* Directions for this task
Return every line of the data that contains the word "Kindly".
'''
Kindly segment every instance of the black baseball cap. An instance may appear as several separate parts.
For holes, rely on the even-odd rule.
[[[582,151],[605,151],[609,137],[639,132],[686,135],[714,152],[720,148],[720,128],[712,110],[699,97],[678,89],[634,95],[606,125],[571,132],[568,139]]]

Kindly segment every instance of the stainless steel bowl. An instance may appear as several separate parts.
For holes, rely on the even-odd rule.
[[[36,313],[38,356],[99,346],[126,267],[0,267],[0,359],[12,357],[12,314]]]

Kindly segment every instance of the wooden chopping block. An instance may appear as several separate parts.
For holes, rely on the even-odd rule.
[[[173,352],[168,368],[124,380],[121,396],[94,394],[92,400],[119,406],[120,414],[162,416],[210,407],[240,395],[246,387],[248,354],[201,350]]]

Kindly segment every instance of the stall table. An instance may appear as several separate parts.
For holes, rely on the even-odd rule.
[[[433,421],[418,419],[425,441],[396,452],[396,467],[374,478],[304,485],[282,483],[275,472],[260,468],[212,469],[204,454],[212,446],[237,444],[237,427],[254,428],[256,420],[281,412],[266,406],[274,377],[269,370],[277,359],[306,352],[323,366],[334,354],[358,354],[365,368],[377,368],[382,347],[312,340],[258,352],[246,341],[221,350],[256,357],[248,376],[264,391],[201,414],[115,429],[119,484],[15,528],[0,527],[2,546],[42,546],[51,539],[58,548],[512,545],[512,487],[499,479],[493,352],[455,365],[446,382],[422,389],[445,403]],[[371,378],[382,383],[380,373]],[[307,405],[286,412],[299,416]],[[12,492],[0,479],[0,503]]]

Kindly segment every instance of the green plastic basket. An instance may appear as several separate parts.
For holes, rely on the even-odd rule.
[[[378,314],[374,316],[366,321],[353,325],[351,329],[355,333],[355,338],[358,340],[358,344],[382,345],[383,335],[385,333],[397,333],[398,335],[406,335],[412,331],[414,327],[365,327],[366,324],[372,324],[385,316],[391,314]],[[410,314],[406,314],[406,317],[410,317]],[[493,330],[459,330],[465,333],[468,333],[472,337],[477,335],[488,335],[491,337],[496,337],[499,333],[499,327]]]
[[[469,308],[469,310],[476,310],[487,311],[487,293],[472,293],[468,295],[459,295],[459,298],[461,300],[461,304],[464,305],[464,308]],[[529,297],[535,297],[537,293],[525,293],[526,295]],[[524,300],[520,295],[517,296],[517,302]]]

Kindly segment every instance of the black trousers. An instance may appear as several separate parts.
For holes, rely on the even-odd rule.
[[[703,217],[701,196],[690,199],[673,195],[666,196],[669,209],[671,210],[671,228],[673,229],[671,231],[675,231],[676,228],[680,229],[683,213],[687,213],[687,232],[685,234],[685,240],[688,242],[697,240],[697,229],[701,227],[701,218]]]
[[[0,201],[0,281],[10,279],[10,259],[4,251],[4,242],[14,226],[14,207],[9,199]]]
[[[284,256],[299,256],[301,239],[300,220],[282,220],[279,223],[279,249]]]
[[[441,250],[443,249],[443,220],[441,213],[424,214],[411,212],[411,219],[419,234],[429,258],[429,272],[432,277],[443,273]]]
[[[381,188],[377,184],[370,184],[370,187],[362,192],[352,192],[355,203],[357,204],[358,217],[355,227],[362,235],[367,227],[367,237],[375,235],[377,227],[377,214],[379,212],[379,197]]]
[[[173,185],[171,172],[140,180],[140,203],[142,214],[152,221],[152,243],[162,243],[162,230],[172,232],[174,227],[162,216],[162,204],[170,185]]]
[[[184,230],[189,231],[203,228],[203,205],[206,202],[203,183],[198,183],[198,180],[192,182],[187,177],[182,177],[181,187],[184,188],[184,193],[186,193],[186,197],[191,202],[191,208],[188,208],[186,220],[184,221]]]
'''
* Complete answer
Kindly segment every instance of the black baseball cap. An instance may appear as several separate parts.
Kindly segment every instance of the stainless steel bowl. An instance may appear as several separate parts.
Kindly segment every instance of the wooden chopping block. An instance may appear as several separate parts.
Kindly segment every instance of the stall table. An instance may appear as several separate parts.
Kindly segment every instance of the green plastic basket. An instance may appear as several separate parts.
Kindly segment every instance of the black trousers. An instance may appear as several separate parts.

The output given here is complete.